* TASK TO CARRY OUT
All of the records must be restated exactly, with every line complete.

[Opening INPUT section]

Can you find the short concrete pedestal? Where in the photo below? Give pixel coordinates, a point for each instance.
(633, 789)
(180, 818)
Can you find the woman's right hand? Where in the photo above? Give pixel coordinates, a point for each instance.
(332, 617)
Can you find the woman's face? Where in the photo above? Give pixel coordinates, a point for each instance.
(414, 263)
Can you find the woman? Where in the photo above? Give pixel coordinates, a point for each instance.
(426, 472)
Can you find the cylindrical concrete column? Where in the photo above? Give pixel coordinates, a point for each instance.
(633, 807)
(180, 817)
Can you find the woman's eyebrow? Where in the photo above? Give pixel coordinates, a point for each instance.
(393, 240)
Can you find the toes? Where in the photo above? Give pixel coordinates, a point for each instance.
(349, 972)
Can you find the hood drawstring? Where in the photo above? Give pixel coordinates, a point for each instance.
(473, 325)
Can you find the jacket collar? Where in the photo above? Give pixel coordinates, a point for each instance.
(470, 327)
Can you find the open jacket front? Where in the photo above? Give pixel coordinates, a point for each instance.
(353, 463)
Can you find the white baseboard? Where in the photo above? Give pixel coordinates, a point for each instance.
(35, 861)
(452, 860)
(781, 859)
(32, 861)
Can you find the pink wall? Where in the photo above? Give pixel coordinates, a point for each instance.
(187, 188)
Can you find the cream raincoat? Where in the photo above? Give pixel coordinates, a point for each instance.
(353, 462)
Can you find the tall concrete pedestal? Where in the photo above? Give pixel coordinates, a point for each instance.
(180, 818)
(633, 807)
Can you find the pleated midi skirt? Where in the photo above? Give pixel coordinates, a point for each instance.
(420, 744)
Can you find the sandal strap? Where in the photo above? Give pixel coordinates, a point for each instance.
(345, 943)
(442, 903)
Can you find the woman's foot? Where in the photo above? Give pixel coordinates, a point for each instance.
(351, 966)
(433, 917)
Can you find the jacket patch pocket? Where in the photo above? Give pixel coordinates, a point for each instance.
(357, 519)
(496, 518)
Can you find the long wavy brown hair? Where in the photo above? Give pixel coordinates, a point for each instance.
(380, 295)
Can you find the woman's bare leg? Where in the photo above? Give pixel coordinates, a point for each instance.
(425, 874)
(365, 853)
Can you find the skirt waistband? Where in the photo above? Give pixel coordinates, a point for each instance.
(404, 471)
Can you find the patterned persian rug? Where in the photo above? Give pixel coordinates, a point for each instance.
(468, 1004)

[Closing INPUT section]

* THE COMPLETED TASK
Can you find the short concrete pedestal? Where in the photo below? Give pixel coordinates, a point for each instance.
(633, 789)
(180, 818)
Can you find the woman's right hand? Where in the photo above? Give pixel coordinates, a point for each instance.
(332, 617)
Can you find the woman's face? Where in the photo above? Give pixel coordinates, a point for each instance.
(414, 263)
Can you find the woman? Where in the photo above? Give pixel coordinates, a point for each instance.
(426, 472)
Can you find the cylindrical concrete column? Where in the photo above? Give pixel coordinates, a point for each instance.
(633, 807)
(180, 817)
Can you find the woman's eyebrow? Where in the photo above? Give pixel coordinates, a point for each instance.
(393, 240)
Can you find the toes? Where in the photo above? Give pixel coordinates, a point for each instance.
(349, 972)
Can you find the hood drawstring? Where in the photo above? Give pixel coordinates, a point for each instance.
(473, 325)
Can you find the jacket collar? Where in the photo above? Give pixel coordinates, a point for each instance.
(470, 327)
Can you find the open jacket front? Where in the photo above? Give pixel coordinates, a point for each instance.
(353, 463)
Can you find the white baseboard? Where in the photo above? Give pixel coordinates, a point for each instance.
(35, 861)
(452, 860)
(781, 859)
(32, 861)
Can you find the pink wall? Where in the photo above? Give pixel coordinates, a point for each instance.
(187, 188)
Can you find the cream raincoat? Where in the photo above? Give pixel coordinates, a point for each instance.
(353, 462)
Can you find the tall concrete pedestal? Where in the photo above? Give pixel coordinates, a point for each instance.
(180, 818)
(633, 807)
Can you find the pleated midi skirt? Where in the photo above? Give pixel coordinates, a point for each instance.
(420, 744)
Can you find the sandal strap? Where in the photo above? Give pixel coordinates, a point for each instance.
(345, 943)
(442, 903)
Can you find the woman's foot? Where in the photo above? Give pixel coordinates, a point for each instance.
(351, 966)
(433, 917)
Can you find the jacket patch pocket? Where in the photo above? Give pixel coordinates, a point for each instance.
(357, 519)
(496, 518)
Can you find the long wavy brown hair? Where in the photo above? Give pixel coordinates, a point for each instance.
(380, 295)
Can you find the woman's bare leg? Where in the photo above? Give pixel coordinates, a point for each instance.
(425, 874)
(365, 853)
Can you find the skirt waistband? Where in the photo above? Give pixel coordinates, a point for each instance.
(404, 471)
Can you find the patterned persian rug? Where in the photo above? Give pixel coordinates, a point for each instance.
(468, 1004)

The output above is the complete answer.